James Wood: El imperio de los signos de Joseph Roth

I

Con Joseph Roth todo empieza –y termina– con la prosa. El placer que nos proporcionan los libros de este novelista austríaco –escribió entre 1920 y 1939– yace en sus extrañas, dúctiles, sinuosas oraciones, que siempre buscan la manera de convertirse en las más inesperadas metáforas. Es raro encontrar un poder tan luminoso para la representación realista que se combine de forma tan refinada con una temperatura poética tan elevada. Joseph Brodsky dijo que hay un poema en cada página de Roth y es cierto que el afecto casi nervioso de Roth por la metáfora recuerda la prosa febril y visionaria, atiborrada de imágenes maravillosas de otro poeta, Ósip Mandelshtam, mucho más que la de cualquier novelista.

Los detalles e imágenes de Roth, como los de Mandelshtam, no son primordialmente visuales, a la manera de Flaubert. Roth no está particularmente interesado en describir el color exacto del bigote de un hombre para compararlo después, digamos, con filamentos enrollados de cobre (aunque es perfectamente capaz de escribir en esta tesitura si lo desea). Su técnica consiste en aproximarse a esas imágenes por detrás o de manera sesgada y convertirlas en algo que es al mismo tiempo mágico y un poco abstracto. En La Tumba del emperador (1938) imagina a un hombre de negocios que discurre sobre sus perspectivas en el Imperio Austrohúngaro durante la Primera Guerra Mundial: “Mientras hablaba acariciaba los dos lados de sus bigotes, como si quisiera acariciar simultáneamente las dos mitades de la monarquía”.
------------
→ Consignas:
1. Cambia "oraciones" por "frases" y copia del fragmento sobre Joseph Roth todo lo que va desde "James Wood: El" hasta "de cualquier novelista.".
2. Sigue escribiendo, por favor, el fragmento sobre Joseph Roth a partir de su última oración.
Los registros no tienen ningún papel en esto.
------------
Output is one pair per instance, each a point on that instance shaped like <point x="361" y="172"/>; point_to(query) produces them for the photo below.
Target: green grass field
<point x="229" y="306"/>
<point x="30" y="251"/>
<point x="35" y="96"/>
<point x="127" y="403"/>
------------
→ Resultados del ejercicio:
1.
James Wood: El imperio de los signos de Joseph Roth

I

Con Joseph Roth todo empieza –y termina– con la prosa. El placer que nos proporcionan los libros de este novelista austríaco –escribió entre 1920 y 1939– yace en sus extrañas, dúctiles, sinuosas frases, que siempre buscan la manera de convertirse en las más inesperadas metáforas. Es raro encontrar un poder tan luminoso para la representación realista que se combine de forma tan refinada con una temperatura poética tan elevada. Joseph Brodsky dijo que hay un poema en cada página de Roth y es cierto que el afecto casi nervioso de Roth por la metáfora recuerda la prosa febril y visionaria, atiborrada de imágenes maravillosas de otro poeta, Ósip Mandelshtam, mucho más que la de cualquier novelista.

2.
Podemos encontrar este nivel de abstracción mágica en todas las novelas de Roth, desde la primera, La telaraña (1922), hasta la última que publicó, La noche 1002 (1939). La telaraña es en generalun libro soso y poco sofisticado pero ya su segunda novela, Hotel Savoy (1924) sugiere el poder de un escritor mucho más maduro. Narra la historia de Gabriel Dam, que ha pasado tres años en un campo de prisioneros de guerra en Siberia y que de alguna manera ha terminado en una ciudad no identificada de Europa Oriental como residente del enorme Hotel Savoy, que está lleno de refugiados de la guerra: polacos, alemanes, rusos, serbios y croatas. Este libro, en los inicios de su carrera, muestra ya un profundo dominio del símil y la metáfora: “mi habitación –una de las más baratas– está en el sexto piso, número 703. Me gusta el número –siempre he sido supersticioso acerca de los números– porque el cero del medio es como una dama con un caballero a cada lado, uno viejo y uno joven”. Dickens y –casi con certeza– Gógol podrían haber influenciado a Roth, pero sin duda lo que más lo impresionó cuando comenzaba a escribir fue el estilo del periodismo vienés, en particular la práctica y perfección del así llamado feuilleton: el artículo literario breve a la manera de Viena. Los feuilletons eran breves esbozos, ocasionalmente polémicos, pero a menudo exquisitamente descriptivos. Karl Kraus fue el primer gran maestro de la forma; en la década del veinte, cuando Roth comenzó a escribirlos, Alfred Polgar era su más famoso exponente. Walter Benjamin llamó a Polgar “el maestro alemán de la forma breve”. En 1935, en un artículo escrito en honor de los sesenta años de Polgar, Roth dijo que se consideraba el discípulo de Polgar: “Él pule lo ordinario hasta que se convierte en algo extraordinario… he aprendido de él esta meticulosidad verbal”.

La brevedad del feuilleton somete cada oración a una presión desmesurada e intensifica con creces su energía ordinaria. Polgar, en una de sus piezas, describe el bastón de un hombre en un estilo muy rothiano:[1] “Un pequeño bastón forrado con piel de rinoceronte bailaba entre sus dedos. Su color era una suerte de amarillo-lana atenuado y parecía una barra de miel petrificada”. Estos artículos –los ensayos de Benjamin están emparentados, al menos en el plano estilístico– a menudo se articulan como si cada oración fuese un nuevo comienzo. La escritura es esencialmente aforística, incluso cuando no lo parece, porque cada oración alcanza el estatus de un aforismo. Karl Kraus definió el aforismo como “al mismo tiempo la verdad y la verdad y media”: esta también podría ser una definición de la metáfora, sobre todo de la metáfora tal y como aparece en la obra de Roth, donde los símiles son al mismo tiempo falsos y más que verdaderos.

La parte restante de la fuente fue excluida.